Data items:

_ _ _

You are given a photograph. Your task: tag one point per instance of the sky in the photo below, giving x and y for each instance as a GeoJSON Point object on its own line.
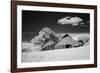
{"type": "Point", "coordinates": [34, 21]}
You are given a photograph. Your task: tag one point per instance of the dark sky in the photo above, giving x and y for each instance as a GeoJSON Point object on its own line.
{"type": "Point", "coordinates": [34, 21]}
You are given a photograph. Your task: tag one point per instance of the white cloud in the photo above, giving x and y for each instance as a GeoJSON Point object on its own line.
{"type": "Point", "coordinates": [70, 20]}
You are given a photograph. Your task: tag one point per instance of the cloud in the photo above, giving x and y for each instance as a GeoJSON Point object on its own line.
{"type": "Point", "coordinates": [70, 20]}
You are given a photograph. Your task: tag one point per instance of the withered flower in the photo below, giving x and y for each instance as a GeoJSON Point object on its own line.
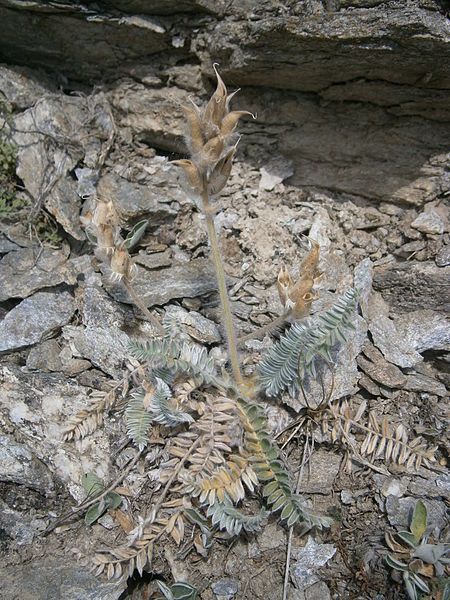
{"type": "Point", "coordinates": [105, 238]}
{"type": "Point", "coordinates": [298, 296]}
{"type": "Point", "coordinates": [105, 213]}
{"type": "Point", "coordinates": [122, 266]}
{"type": "Point", "coordinates": [211, 141]}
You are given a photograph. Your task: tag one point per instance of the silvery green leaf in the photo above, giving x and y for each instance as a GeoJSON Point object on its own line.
{"type": "Point", "coordinates": [93, 514]}
{"type": "Point", "coordinates": [430, 553]}
{"type": "Point", "coordinates": [420, 583]}
{"type": "Point", "coordinates": [165, 590]}
{"type": "Point", "coordinates": [113, 500]}
{"type": "Point", "coordinates": [394, 563]}
{"type": "Point", "coordinates": [408, 538]}
{"type": "Point", "coordinates": [410, 587]}
{"type": "Point", "coordinates": [183, 591]}
{"type": "Point", "coordinates": [92, 484]}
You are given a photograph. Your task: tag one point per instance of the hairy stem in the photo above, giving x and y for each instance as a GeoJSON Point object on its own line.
{"type": "Point", "coordinates": [223, 293]}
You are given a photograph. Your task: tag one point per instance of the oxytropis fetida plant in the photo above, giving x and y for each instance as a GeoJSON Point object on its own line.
{"type": "Point", "coordinates": [210, 437]}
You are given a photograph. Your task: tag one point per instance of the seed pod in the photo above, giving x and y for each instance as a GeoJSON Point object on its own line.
{"type": "Point", "coordinates": [300, 298]}
{"type": "Point", "coordinates": [310, 264]}
{"type": "Point", "coordinates": [216, 107]}
{"type": "Point", "coordinates": [191, 172]}
{"type": "Point", "coordinates": [221, 173]}
{"type": "Point", "coordinates": [105, 238]}
{"type": "Point", "coordinates": [122, 266]}
{"type": "Point", "coordinates": [230, 121]}
{"type": "Point", "coordinates": [105, 213]}
{"type": "Point", "coordinates": [211, 152]}
{"type": "Point", "coordinates": [284, 284]}
{"type": "Point", "coordinates": [195, 136]}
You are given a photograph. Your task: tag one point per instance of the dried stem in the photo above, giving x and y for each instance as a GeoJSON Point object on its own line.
{"type": "Point", "coordinates": [223, 293]}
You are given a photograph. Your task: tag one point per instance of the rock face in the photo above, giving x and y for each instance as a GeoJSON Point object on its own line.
{"type": "Point", "coordinates": [355, 94]}
{"type": "Point", "coordinates": [34, 319]}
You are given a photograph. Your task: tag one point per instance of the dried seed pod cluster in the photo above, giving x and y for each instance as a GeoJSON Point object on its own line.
{"type": "Point", "coordinates": [104, 229]}
{"type": "Point", "coordinates": [298, 296]}
{"type": "Point", "coordinates": [211, 141]}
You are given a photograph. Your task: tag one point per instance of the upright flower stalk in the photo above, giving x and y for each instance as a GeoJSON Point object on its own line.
{"type": "Point", "coordinates": [212, 142]}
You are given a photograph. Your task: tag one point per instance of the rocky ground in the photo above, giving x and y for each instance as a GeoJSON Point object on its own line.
{"type": "Point", "coordinates": [350, 147]}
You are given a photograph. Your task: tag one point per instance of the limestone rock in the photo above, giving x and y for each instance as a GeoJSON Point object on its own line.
{"type": "Point", "coordinates": [34, 319]}
{"type": "Point", "coordinates": [412, 285]}
{"type": "Point", "coordinates": [18, 464]}
{"type": "Point", "coordinates": [58, 578]}
{"type": "Point", "coordinates": [388, 337]}
{"type": "Point", "coordinates": [27, 270]}
{"type": "Point", "coordinates": [134, 201]}
{"type": "Point", "coordinates": [429, 222]}
{"type": "Point", "coordinates": [181, 280]}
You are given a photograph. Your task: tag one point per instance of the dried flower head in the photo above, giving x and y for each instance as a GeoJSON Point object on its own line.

_ _ _

JOB
Extract the full listing exactly, with the pictures left out.

THE OUTPUT
You are given a photograph. Your task: tag one point per instance of the sky in the photo below, giving x and y for each instance as a GeoJSON Point object on its own line.
{"type": "Point", "coordinates": [34, 21]}
You are given a photograph. Your task: tag one point per instance of the dark sky in the photo above, giving x and y for each instance as a GeoJSON Point object on its own line.
{"type": "Point", "coordinates": [34, 21]}
You are given a photograph. Your task: tag one point per instance of the white cloud in the photo above, giving x and y for each instance as a GeoJSON Point object on its own line.
{"type": "Point", "coordinates": [70, 20]}
You are given a photograph. Your task: tag one point per instance of the cloud in the photo above, giving x and y for each instance as a GeoJSON Point object on its own line.
{"type": "Point", "coordinates": [70, 20]}
You are given a photograph. Your task: tag one point per instance of the withered flower in the photo below, giving x and y for each instance as a GeoJSON Point object on its own line.
{"type": "Point", "coordinates": [105, 238]}
{"type": "Point", "coordinates": [298, 296]}
{"type": "Point", "coordinates": [105, 213]}
{"type": "Point", "coordinates": [122, 266]}
{"type": "Point", "coordinates": [211, 141]}
You are given a photograph. Your task: tag one point per instance of the silvery green leaf in the photo above, giving x and y for each instance as a GeoJSON Point object on its own line.
{"type": "Point", "coordinates": [93, 514]}
{"type": "Point", "coordinates": [430, 553]}
{"type": "Point", "coordinates": [420, 583]}
{"type": "Point", "coordinates": [165, 590]}
{"type": "Point", "coordinates": [113, 500]}
{"type": "Point", "coordinates": [394, 563]}
{"type": "Point", "coordinates": [408, 538]}
{"type": "Point", "coordinates": [410, 587]}
{"type": "Point", "coordinates": [183, 591]}
{"type": "Point", "coordinates": [92, 484]}
You are given a photograph. Your task: tag one point per instance of the hairy stem in the photo above, giving x and y for each instance as a GeoJSON Point object on its own line.
{"type": "Point", "coordinates": [223, 293]}
You are given a photograph. Your task: tag one point per instance of the oxytropis fetida plant in the photo above, giving x and y for each instance as a GeoJSON Point object on its own line.
{"type": "Point", "coordinates": [210, 437]}
You are given a photograph. Your task: tag one point per instance of the seed pod in the photo above, giving x and y for each instance as a GeoJSON Point object on its own line.
{"type": "Point", "coordinates": [300, 298]}
{"type": "Point", "coordinates": [310, 264]}
{"type": "Point", "coordinates": [216, 107]}
{"type": "Point", "coordinates": [191, 172]}
{"type": "Point", "coordinates": [221, 173]}
{"type": "Point", "coordinates": [105, 238]}
{"type": "Point", "coordinates": [122, 266]}
{"type": "Point", "coordinates": [230, 121]}
{"type": "Point", "coordinates": [105, 213]}
{"type": "Point", "coordinates": [211, 152]}
{"type": "Point", "coordinates": [284, 284]}
{"type": "Point", "coordinates": [195, 136]}
You are given a photograph. Your task: tag one point per instance of the dried stem in the photo above, giving x and y for each instance as a GeoJSON Point object on its own line.
{"type": "Point", "coordinates": [223, 293]}
You are given a photograph. Your task: tag one point per instance of the rock face in the photo above, giving x and y for each instance as a GeoJSON Point object on its own line.
{"type": "Point", "coordinates": [355, 94]}
{"type": "Point", "coordinates": [34, 319]}
You are given a photograph. Your task: tag one point per instance of the dried seed pod cluster in the photo above, giving x and y for each instance as a GeoJSON Point object on its own line.
{"type": "Point", "coordinates": [104, 229]}
{"type": "Point", "coordinates": [298, 296]}
{"type": "Point", "coordinates": [211, 141]}
You are given a photograph. Your task: tag one point per instance of the upright flower stalk in the photo above, giving x and y for each instance as a GeoJSON Point object on its own line.
{"type": "Point", "coordinates": [212, 142]}
You are given a photograph. Your task: tag one point per instance of the rocky ground in the photo above, giving x and y for each instance as a GeoJSON Point object on its own line.
{"type": "Point", "coordinates": [350, 147]}
You are given a photograph. Your task: tag one point per instance of the limestone rock in the photo above, giving x and y for each instance as a GeoJSON Point object on its own line.
{"type": "Point", "coordinates": [34, 319]}
{"type": "Point", "coordinates": [412, 285]}
{"type": "Point", "coordinates": [18, 464]}
{"type": "Point", "coordinates": [58, 578]}
{"type": "Point", "coordinates": [388, 337]}
{"type": "Point", "coordinates": [27, 270]}
{"type": "Point", "coordinates": [134, 201]}
{"type": "Point", "coordinates": [429, 222]}
{"type": "Point", "coordinates": [181, 280]}
You are given a photograph. Your task: tag one point per instance of the dried flower head in the photo above, giving x and y for each instance as a GeoJSON Point object on its own line.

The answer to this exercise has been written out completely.